Exercise: Pull out every line in the records below that contains the word "mountain", treating uppercase and lowercase as different.

+---+

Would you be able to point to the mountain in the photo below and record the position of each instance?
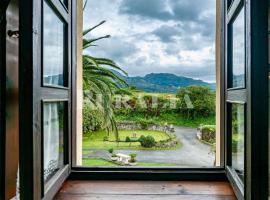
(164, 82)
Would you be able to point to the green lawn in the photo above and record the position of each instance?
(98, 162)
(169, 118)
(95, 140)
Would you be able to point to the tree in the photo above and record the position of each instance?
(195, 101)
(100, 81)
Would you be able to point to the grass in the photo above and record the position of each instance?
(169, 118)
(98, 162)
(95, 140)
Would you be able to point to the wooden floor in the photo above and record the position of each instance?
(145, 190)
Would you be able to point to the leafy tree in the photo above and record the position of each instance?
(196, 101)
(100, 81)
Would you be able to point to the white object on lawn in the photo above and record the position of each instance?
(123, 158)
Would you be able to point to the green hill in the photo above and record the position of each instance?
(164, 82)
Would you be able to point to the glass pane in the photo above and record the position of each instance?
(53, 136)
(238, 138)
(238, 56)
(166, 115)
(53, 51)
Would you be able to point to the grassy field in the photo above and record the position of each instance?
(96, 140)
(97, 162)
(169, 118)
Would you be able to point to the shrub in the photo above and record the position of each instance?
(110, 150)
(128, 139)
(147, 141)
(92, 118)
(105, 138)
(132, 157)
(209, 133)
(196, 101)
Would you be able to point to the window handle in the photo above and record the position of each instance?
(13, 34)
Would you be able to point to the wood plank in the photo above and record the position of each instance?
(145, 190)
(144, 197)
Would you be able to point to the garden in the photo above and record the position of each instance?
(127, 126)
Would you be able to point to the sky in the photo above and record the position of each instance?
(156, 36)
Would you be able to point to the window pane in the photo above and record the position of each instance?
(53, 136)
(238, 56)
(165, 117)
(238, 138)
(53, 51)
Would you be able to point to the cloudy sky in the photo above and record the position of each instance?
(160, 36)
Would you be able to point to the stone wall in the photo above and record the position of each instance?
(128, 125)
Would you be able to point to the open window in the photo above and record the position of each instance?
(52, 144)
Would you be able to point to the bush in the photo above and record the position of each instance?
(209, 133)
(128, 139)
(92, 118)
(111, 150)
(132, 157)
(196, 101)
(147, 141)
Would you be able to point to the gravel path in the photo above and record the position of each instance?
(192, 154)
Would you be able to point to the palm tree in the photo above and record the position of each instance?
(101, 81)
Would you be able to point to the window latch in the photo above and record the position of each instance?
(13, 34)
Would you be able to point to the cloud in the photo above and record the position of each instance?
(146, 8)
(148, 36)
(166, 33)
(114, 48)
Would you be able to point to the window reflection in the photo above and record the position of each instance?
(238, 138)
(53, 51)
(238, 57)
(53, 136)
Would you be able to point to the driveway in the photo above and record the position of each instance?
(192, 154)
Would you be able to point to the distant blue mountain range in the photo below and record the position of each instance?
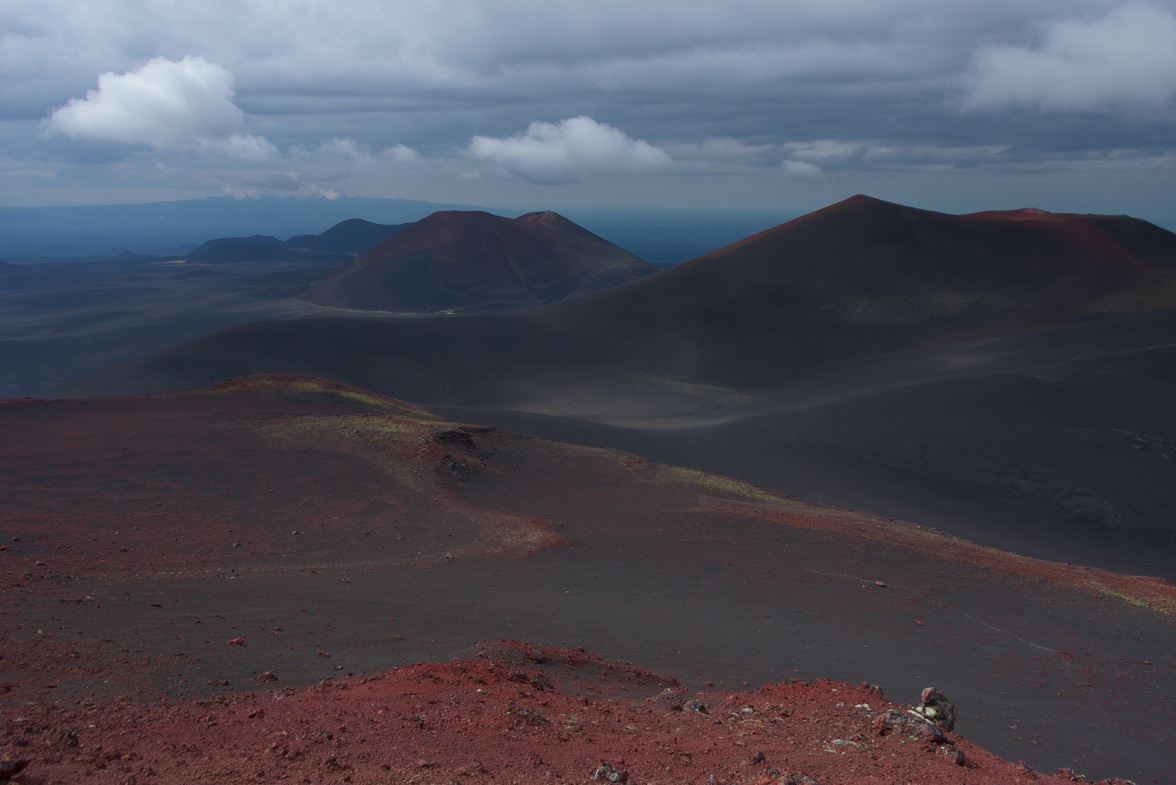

+---+

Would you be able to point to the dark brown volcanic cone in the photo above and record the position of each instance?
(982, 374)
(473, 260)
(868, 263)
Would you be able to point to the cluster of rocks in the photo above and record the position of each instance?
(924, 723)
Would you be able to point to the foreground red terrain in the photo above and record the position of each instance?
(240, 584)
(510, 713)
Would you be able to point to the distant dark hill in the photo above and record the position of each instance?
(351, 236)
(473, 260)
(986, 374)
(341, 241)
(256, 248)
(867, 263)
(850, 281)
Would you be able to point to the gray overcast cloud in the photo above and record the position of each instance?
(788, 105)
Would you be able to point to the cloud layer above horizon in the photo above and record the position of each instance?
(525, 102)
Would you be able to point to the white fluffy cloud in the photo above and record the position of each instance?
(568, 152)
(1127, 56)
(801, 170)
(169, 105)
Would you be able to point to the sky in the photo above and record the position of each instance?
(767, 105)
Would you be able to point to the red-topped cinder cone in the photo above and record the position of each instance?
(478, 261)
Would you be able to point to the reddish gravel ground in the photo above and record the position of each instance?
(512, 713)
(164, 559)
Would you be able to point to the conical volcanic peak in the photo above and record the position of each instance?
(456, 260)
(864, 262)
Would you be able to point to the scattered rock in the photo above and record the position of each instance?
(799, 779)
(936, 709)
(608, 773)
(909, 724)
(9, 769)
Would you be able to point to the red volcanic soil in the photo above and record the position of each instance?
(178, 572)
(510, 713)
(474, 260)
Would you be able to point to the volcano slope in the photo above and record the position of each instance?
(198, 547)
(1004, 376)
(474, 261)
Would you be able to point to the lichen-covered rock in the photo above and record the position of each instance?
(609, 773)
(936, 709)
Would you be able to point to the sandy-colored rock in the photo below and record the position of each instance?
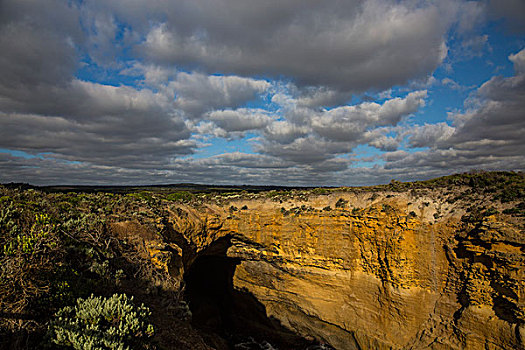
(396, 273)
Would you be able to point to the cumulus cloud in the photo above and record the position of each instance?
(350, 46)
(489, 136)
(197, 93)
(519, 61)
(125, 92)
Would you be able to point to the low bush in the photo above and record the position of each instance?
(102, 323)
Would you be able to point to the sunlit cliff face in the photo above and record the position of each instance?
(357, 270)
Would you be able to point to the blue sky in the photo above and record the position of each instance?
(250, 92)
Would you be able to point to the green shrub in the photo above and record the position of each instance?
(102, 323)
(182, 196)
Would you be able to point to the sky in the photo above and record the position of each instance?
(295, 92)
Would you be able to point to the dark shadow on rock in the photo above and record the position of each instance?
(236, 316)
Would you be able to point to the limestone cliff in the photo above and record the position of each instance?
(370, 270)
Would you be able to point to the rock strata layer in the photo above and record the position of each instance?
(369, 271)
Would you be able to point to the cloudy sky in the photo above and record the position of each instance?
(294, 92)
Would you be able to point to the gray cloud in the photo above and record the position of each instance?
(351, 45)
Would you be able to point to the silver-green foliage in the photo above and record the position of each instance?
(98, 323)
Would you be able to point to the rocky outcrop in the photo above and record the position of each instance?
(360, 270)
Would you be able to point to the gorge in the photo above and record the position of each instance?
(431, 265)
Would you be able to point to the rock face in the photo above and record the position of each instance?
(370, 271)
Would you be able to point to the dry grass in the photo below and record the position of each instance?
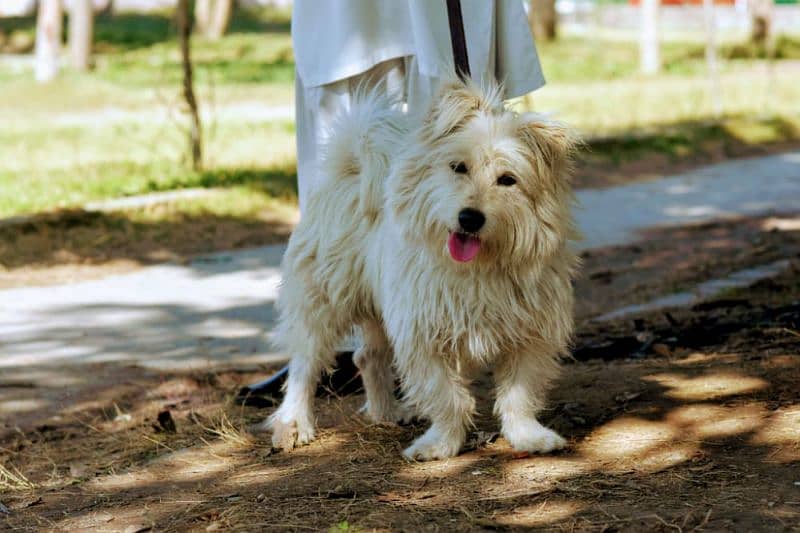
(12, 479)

+---+

Response:
Would you be able to point to the mountain in the photo below and record the position of each instance?
Would you be able to point to the distant blue mountain range in the photo below and record the position of each instance?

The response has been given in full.